Object position labeling lines
-- -- --

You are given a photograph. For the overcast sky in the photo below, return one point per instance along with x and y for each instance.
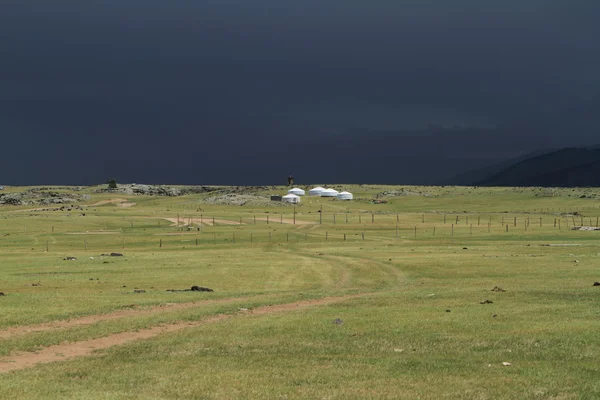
(155, 77)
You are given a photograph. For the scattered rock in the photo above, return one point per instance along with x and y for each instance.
(192, 289)
(200, 289)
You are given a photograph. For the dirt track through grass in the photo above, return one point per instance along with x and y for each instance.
(92, 319)
(68, 351)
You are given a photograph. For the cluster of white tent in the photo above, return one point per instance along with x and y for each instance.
(294, 194)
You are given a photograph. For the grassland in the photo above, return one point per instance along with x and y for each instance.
(404, 280)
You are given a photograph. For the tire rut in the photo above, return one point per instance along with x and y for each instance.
(92, 319)
(69, 351)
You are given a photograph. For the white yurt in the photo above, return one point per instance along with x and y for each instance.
(291, 198)
(296, 191)
(316, 191)
(329, 193)
(345, 196)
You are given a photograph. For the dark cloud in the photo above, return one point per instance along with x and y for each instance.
(77, 76)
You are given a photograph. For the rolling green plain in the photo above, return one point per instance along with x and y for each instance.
(324, 300)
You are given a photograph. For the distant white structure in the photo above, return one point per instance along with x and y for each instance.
(291, 198)
(345, 196)
(297, 192)
(316, 191)
(329, 193)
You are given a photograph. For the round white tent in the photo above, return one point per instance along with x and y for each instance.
(316, 191)
(296, 191)
(291, 198)
(345, 196)
(329, 193)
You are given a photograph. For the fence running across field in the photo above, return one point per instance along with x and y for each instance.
(197, 230)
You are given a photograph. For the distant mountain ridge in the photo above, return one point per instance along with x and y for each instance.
(567, 167)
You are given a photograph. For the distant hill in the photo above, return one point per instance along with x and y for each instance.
(481, 174)
(563, 168)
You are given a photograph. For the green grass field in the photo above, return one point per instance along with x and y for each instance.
(404, 280)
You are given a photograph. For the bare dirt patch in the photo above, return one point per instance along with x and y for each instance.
(94, 233)
(118, 201)
(276, 220)
(69, 351)
(204, 221)
(92, 319)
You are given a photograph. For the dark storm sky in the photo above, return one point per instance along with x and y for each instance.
(219, 91)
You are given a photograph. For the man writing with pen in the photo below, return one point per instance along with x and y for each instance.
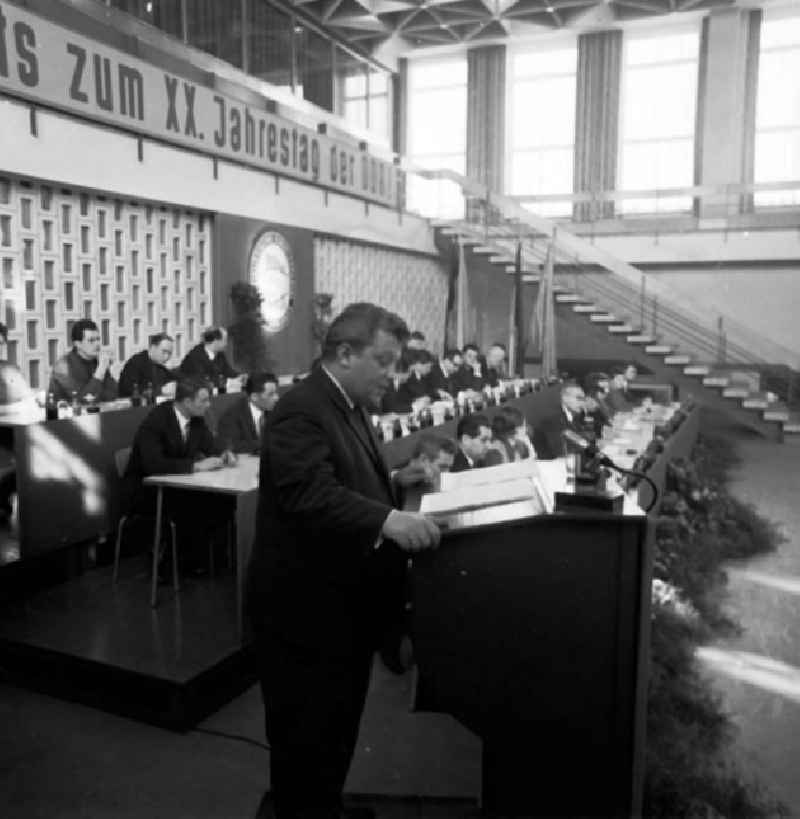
(174, 439)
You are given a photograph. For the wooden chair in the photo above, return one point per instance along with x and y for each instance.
(121, 458)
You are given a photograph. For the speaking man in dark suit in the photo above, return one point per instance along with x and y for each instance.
(325, 581)
(241, 425)
(207, 359)
(174, 439)
(547, 435)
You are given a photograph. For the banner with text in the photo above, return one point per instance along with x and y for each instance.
(47, 63)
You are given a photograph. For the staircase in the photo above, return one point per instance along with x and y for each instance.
(719, 362)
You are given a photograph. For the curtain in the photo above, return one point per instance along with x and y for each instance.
(753, 41)
(486, 94)
(596, 120)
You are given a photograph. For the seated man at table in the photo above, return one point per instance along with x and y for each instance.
(471, 375)
(85, 370)
(148, 369)
(618, 399)
(496, 364)
(440, 378)
(241, 425)
(432, 455)
(473, 435)
(174, 439)
(548, 437)
(208, 359)
(416, 384)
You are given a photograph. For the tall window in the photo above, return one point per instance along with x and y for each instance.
(658, 108)
(437, 132)
(364, 95)
(777, 156)
(542, 126)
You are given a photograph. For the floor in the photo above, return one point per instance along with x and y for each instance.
(72, 762)
(758, 672)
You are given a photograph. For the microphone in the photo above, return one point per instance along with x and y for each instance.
(589, 448)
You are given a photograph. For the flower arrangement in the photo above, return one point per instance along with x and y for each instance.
(250, 347)
(701, 525)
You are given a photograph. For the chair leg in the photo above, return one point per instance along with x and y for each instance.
(156, 547)
(118, 547)
(176, 583)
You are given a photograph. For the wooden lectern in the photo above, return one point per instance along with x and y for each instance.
(532, 632)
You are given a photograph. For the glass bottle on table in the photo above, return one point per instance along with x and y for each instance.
(51, 408)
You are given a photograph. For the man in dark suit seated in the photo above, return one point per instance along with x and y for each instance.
(617, 398)
(208, 359)
(548, 434)
(328, 568)
(241, 425)
(473, 435)
(86, 369)
(472, 373)
(416, 384)
(148, 369)
(496, 364)
(440, 378)
(174, 439)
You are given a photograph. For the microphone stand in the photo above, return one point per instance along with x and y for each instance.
(604, 460)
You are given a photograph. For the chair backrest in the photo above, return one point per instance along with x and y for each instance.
(121, 458)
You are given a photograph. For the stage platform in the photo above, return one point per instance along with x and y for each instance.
(89, 641)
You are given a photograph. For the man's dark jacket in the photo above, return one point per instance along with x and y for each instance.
(547, 434)
(159, 449)
(437, 380)
(315, 578)
(140, 369)
(197, 363)
(237, 429)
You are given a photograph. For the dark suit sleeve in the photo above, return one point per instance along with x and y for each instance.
(152, 451)
(129, 376)
(305, 482)
(223, 365)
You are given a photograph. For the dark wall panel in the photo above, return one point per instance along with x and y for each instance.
(290, 349)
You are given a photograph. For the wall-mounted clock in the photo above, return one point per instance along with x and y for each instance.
(272, 272)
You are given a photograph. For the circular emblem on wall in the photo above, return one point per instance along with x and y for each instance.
(272, 272)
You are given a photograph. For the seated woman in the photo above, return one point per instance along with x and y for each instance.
(510, 438)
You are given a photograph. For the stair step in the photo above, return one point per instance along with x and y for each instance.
(736, 392)
(777, 413)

-- -- --

Set down every one of the lines above word for word, leaving the pictures out of your answer.

● **Task solution**:
You are given a photograph. For the overcast sky in the photo below, return one point per instance along with x and y for each instance.
(155, 77)
You are given a photograph. For the scattered rock in the photo above, return one point per instance along with x and y for each instance.
(192, 289)
(200, 289)
You are given a photograph. For the dirt track through grass in the photo above, return one point per instance along with x and y for each instance.
(92, 319)
(68, 351)
You are given a photograph. For the cluster of white tent in the photo above, return one point per instance along with x and y for each instance.
(294, 194)
You are given a photograph. For the grassland in the photo above, return one point per instance along with x and y for each instance.
(404, 280)
You are given a photograph. For the tire rut in the photo above, return one point per instance along with x and y for each instance.
(92, 319)
(69, 351)
You are given a photograph. For the white yurt in the photo above, return one point per instance along with x and y for each instance.
(291, 198)
(296, 191)
(316, 191)
(329, 193)
(345, 196)
You are given a photograph. For the dark cloud in the photo above, return one point per instance along with x and y for each instance.
(77, 76)
You are given a photograph. For the rolling green plain in the photo above, return one point per instance along with x and y for each instance.
(324, 300)
You are given a photograph. For the distant white structure in the photo above, return one point per instance along with x and y for each instance.
(291, 198)
(345, 196)
(297, 192)
(316, 191)
(329, 193)
You are given a photograph. For the round white tent in the photo above, return one point per instance along with x and y for each instance.
(316, 191)
(296, 191)
(291, 198)
(345, 196)
(329, 193)
You are given a photograph. For the fence running across field in the photo above, return one point per instance along with x and y for each instance.
(197, 230)
You are given a photograph. For the distant mountain ridge in the photo above, return one point per instance along with x and y for each instance.
(567, 167)
You are given a photograph. For the distant hill in the photo above, return one point per instance along with x and y for each instance.
(481, 174)
(563, 168)
You are given a photograph. For the green grass field in the photo above, return one point per instance along with x and y for each instance.
(404, 280)
You are given a photograph. For the bare dirt patch in the photo above, return one point per instance along with x and y for each instance.
(94, 233)
(118, 201)
(276, 220)
(69, 351)
(204, 221)
(92, 319)
You are given a photograph. For the dark storm sky in the photo above, return one point per instance along with x and y for each instance.
(219, 91)
You are given a photograph. For the man writing with pen in the photo below, return one point per instance along with x and y for each instance.
(174, 439)
You are given a photograph. For the wooden chair in the photo above, return one point per instance along with x and y for each instance.
(121, 458)
You are given a photograph. For the speaking man in dark suit in the photo above, return one point per instance along with x and y for each instance.
(325, 581)
(241, 425)
(207, 359)
(174, 439)
(547, 435)
You are given a photograph. For the banner with text in the photo above, return one point per instance along with x and y for each instance.
(47, 63)
You are given a photograph. For the staircase in the photo above, return one point per instance along with x and y for each instance.
(719, 362)
You are given a photograph. For the curtain in the photo above, return one point per instance along with x and y for each instance.
(753, 41)
(486, 94)
(596, 120)
You are given a photograph. For the seated man at table in the photo above, return one point per instance along with x and y for each instance.
(471, 375)
(85, 370)
(148, 369)
(618, 399)
(496, 364)
(440, 378)
(241, 425)
(432, 455)
(473, 435)
(174, 439)
(548, 437)
(208, 359)
(416, 384)
You are given a photograph. For the tall window in the photo above, return one point per instance along with x and y for each instance.
(658, 108)
(437, 132)
(364, 95)
(777, 156)
(542, 126)
You are given a photograph. For the floor in the photo above, return one point per instance along with x and y for each instance.
(72, 762)
(758, 672)
You are given a photograph. For the microphone in the photo above, return one point per instance along with x and y for each instance.
(589, 448)
You are given a photograph. For the flower arrangement in the photo above, return one point per instance along with x and y for each instance.
(250, 347)
(701, 525)
You are given a photograph. For the chair leg in the photo above, return one point per instance along with x and y for each instance.
(156, 547)
(118, 547)
(176, 583)
You are given a photograph. For the wooden lectern in the photo above, return one point per instance along with x and y for each instance.
(532, 632)
You are given a photograph. For the glass bottle on table in the photo above, return one point per instance along with x and y for each instance.
(51, 408)
You are given a photograph. For the man in dark suit seated in the photo above, return one point per instance along with x and y for each instance.
(617, 398)
(208, 359)
(548, 434)
(328, 568)
(241, 425)
(473, 435)
(86, 369)
(472, 373)
(416, 384)
(148, 369)
(496, 364)
(440, 378)
(174, 439)
You are given a photograph. For the microphone stand in the photo above, return one point per instance along with x and y for each instance.
(604, 460)
You are given a photograph. For the chair backrest in the photo above, return one point per instance along with x and y for each instance.
(121, 458)
You are given a photograph. For the stage platform in the photo above, return one point per instance along with x and y for each instance.
(89, 641)
You are given a photograph. For the man's dark jacket in the photo above, return one point per instance along with x and y for each instance.
(547, 434)
(159, 449)
(437, 380)
(315, 578)
(140, 369)
(197, 363)
(237, 429)
You are given a photograph. For the dark suit sleeve in the photo above, return one point per instance along with x and y for each instance.
(152, 451)
(129, 376)
(305, 482)
(223, 365)
You are given a photograph. For the dark wall panel in the photo above, return one point per instance along with x and y for each instance.
(290, 349)
You are given a photograph. For the wall-mounted clock in the photo above, return one point per instance along with x and y for each instance.
(272, 272)
You are given a photograph. For the circular emblem on wall in the photo above, return one point per instance along with x and y for each instance.
(272, 272)
You are given a photograph. For the seated woman in the photo above, return one point per instance along with x and y for each instance.
(510, 438)
You are given a photograph. For the stair step in the photo above, return one point per instance along with x and y for each instance.
(736, 392)
(777, 413)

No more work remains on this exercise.